**Task**
Omitting the images, transcribe the records below exactly as they stand.

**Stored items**
+++

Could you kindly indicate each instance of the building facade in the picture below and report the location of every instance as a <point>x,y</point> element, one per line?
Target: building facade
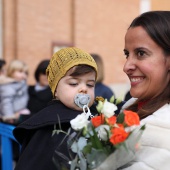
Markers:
<point>32,30</point>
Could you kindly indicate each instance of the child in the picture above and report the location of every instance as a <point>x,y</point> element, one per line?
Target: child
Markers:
<point>72,75</point>
<point>13,95</point>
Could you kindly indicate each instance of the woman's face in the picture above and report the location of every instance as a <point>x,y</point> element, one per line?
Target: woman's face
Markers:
<point>146,66</point>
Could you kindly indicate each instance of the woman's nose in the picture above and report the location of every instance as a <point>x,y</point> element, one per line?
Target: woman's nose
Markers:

+++

**Exercise solution**
Could you kindly indicate each instance of the building facade in the picture below and report the location of every instance as a <point>x,y</point> element, one per line?
Target: building facade
Markers:
<point>32,30</point>
Could you kindly indicate each instance of the child in the picture above and report the location of every instance as a <point>x,y</point> element, one per line?
Target: child
Markers:
<point>72,75</point>
<point>13,95</point>
Could you kindly indicate each instance of the woman's face in the picture above and report the location of every instance as a <point>x,y</point> element, one per line?
Target: woman's face
Markers:
<point>146,66</point>
Could you kindly indicate each instance of the woman's nose in the picture above and report the location of every instance as a <point>x,y</point> element, one per line?
Target: woman's nose
Markers:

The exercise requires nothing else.